### YOUR GOAL
Give back every row below word for word, but drop the picture.

### Dataset excerpts on object pointing
▼
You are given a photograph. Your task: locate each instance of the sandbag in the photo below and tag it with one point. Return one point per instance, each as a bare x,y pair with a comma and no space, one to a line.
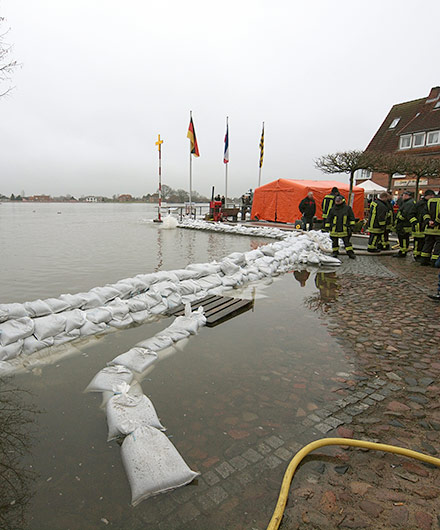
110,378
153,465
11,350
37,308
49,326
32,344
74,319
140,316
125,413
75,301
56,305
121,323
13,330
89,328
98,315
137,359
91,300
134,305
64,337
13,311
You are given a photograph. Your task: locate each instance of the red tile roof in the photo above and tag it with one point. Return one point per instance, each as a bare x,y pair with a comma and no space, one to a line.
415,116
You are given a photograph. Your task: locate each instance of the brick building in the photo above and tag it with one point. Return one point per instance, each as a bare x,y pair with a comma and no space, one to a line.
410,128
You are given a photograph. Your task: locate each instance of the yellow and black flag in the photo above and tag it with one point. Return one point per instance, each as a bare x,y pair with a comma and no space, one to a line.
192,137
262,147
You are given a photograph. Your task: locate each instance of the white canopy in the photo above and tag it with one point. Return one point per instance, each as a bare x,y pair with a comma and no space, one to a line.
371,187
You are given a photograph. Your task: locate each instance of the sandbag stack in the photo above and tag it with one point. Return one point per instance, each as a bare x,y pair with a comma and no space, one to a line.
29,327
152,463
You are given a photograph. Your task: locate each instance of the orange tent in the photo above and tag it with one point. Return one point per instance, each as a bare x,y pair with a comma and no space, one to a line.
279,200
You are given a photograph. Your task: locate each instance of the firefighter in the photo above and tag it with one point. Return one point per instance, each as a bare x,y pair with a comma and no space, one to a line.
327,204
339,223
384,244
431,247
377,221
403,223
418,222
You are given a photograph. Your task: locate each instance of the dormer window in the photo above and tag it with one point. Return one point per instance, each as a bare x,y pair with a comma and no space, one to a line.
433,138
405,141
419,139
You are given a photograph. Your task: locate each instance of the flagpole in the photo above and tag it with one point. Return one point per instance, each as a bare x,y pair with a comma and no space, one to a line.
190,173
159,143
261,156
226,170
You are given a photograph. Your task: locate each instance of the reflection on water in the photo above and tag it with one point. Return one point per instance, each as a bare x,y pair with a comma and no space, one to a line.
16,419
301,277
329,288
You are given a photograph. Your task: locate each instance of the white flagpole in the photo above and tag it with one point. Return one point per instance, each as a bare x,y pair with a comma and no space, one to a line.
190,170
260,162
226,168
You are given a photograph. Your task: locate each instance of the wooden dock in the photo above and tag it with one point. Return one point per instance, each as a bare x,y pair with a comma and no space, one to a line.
▲
### ANSWER TO THE PROBLEM
You are given a photograph. Your task: locate each instance of the sandbag in the photo below and tag it with one point. Return one point per instance, each as a bare x,y pair with a comma and no space, one to a line.
110,378
153,465
11,350
37,308
49,326
32,344
74,319
140,316
125,413
75,301
56,305
121,323
13,330
89,328
98,315
137,359
91,300
134,305
64,337
13,311
You are given a photograph. Your task: locate each instance of the red tile roof in the photo above and tag it with one point. Return one point per instance, each as a bare x,y pair with a comma and no space, one to a line.
415,116
You are given a photograph. Your task: locate each instance of the brick building in the photo above and tag it with one point. Return one point per instance, each as a bare x,y pair with a comma and no space, one to a line.
410,128
You are given a photograph. Your task: locate each instance of the yellow and black flag in the photo above and tag it with one point. Return one point per instance, each as a bare x,y pair with a comma and no space, one to a line.
192,137
262,147
You are given a photograph. Your task: locate each instance of the white canopy in the photo above and tag it with one point. Return one point per instance, each as a bare x,y pair with a comma and no space, one to a line.
371,187
You are given a photograph. Your task: locate each instance of the sandbag stack in the photo above and tag it with one point. Return one point per instance, each as a bare x,y pair with a comma and no space, one to a line.
29,327
152,463
You are given a photograph. Your task: locate each instance of the orange tent in the photo above and tag it with one point. Return one point per instance, each as a bare x,y pair with a comma and no space, one to a line.
279,200
You are given a photograph. Your task: locate each instance of the firefighter in the photo above and tag it with one point. Return one point per instance, each as a bare x,y pair with a comma and no space, one to a line.
327,204
339,223
384,244
431,247
377,221
403,223
418,222
You are given a photograph. Your task: locate each instance of the dormer window in the photo above and tag it with one point. Return one point per instance, each as a bare x,y pair with a comma and no space, one to a line.
433,138
405,141
419,139
You are given a photograph. Your task: locate each instance of the flagpole in the photo above and tag it with one point. Return one point per instance, each as a bare x,y pair with a comma and no space, one to a line.
190,173
159,143
261,156
226,170
You are given a photograph. Your task: locate each instance of the reflection on water in the photo above and tag it with one point. Return one point per instance, each as a bare x,y pair with a comma and no space, one to a line.
16,419
301,277
329,288
You are given a photograph. Your task: locate each instance of the white flagpole in the photo above and tag it with one point. Return one point per instance, each as a bare x,y pair with a comma and no space, one to a line.
190,170
260,162
226,168
You are given a photograph. Your task: locate each instance of the wooden dock in the photo above and tag it with one point. Return one point per instance, each as a bare x,y pair with a comma and no space, one to a line.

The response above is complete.